- [INSTRUCTIONS TO FOLLOW] Write out the whole listing without a single alteration.

•••••

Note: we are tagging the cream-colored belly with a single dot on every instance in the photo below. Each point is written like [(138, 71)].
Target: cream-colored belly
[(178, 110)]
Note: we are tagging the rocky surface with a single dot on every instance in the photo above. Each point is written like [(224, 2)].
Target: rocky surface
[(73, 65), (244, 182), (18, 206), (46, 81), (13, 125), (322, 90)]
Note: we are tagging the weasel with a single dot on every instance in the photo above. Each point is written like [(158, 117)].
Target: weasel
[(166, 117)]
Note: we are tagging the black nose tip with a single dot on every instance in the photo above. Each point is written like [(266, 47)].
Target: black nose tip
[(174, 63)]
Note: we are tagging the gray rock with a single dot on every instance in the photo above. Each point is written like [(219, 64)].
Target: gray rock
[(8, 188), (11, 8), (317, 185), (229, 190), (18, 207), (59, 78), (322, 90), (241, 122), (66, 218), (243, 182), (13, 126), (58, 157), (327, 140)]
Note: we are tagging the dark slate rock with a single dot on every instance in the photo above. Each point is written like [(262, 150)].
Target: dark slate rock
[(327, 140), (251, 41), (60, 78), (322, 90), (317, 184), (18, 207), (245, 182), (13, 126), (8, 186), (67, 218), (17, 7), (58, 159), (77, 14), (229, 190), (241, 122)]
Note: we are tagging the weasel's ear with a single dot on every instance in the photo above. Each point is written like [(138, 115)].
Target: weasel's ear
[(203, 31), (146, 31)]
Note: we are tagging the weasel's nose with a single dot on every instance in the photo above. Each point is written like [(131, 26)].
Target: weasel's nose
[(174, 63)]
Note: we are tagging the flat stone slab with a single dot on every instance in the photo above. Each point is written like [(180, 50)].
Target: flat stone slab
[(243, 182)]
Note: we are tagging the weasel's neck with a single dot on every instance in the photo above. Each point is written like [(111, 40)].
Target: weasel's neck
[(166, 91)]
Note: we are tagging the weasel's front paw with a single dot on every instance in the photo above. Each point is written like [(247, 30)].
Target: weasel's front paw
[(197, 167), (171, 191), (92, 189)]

•••••

- [RESPONSE BELOW]
Note: we are tagging the cream-colored belly with a single dot on every instance in the photo below. Each point is written like [(138, 71)].
Target: cream-colored belly
[(178, 110)]
Note: we are tagging the rocky surface with a single dot on every instance in the photo above. Each point is written like [(224, 2)].
Target: rocky surface
[(73, 65), (244, 182), (18, 206), (46, 81), (13, 125), (322, 90)]
Note: we are tagging the weasel with a single dot on every instance in the photo above. Each point is written like [(158, 117)].
Target: weasel
[(166, 117)]
Note: we are tagging the black nose tip with a single dot on every instance in the photo above. Each point is written like [(266, 47)].
Target: black nose tip
[(174, 63)]
Note: we are tagging the gray rock with a single dot on every instance in the photo above. Each point is written like [(219, 64)].
Target: gray rock
[(8, 188), (11, 8), (317, 185), (229, 190), (18, 207), (59, 78), (322, 90), (241, 122), (66, 218), (243, 182), (13, 126), (58, 157), (327, 140)]
Note: we are tagging the dark slate rock with a single dot on every instance in the photo above. Each point is written like [(262, 150)].
Target: dark slate rock
[(327, 140), (251, 41), (60, 78), (322, 90), (317, 184), (18, 207), (245, 182), (13, 126), (8, 186), (67, 218), (17, 7), (58, 159), (77, 14), (229, 190), (241, 122)]
Note: we are tagging the weasel's ear with a single dot on every instance in the photo above. Each point is written like [(138, 115)].
Target: weasel's ear
[(203, 31), (146, 31)]
Note: we are tagging the weasel's nose with a single dot on every instance in the photo above. Each point is written like [(131, 26)].
Target: weasel's nose
[(174, 63)]
Note: we are tagging the flat stone slab with a single dot on every instance in the photo above. Each point is written like [(180, 50)].
Target: flat stone slab
[(243, 182)]
Note: we are tagging the weasel's neck with a single dot on every instance in the photo above. Each point is written like [(111, 40)].
Target: weasel's neck
[(166, 91)]
Note: we are tagging the weasel's front paw with a single dot on every instance in the photo above. Each point is written like [(247, 30)].
Target: weasel's front paw
[(197, 167), (171, 191), (92, 189)]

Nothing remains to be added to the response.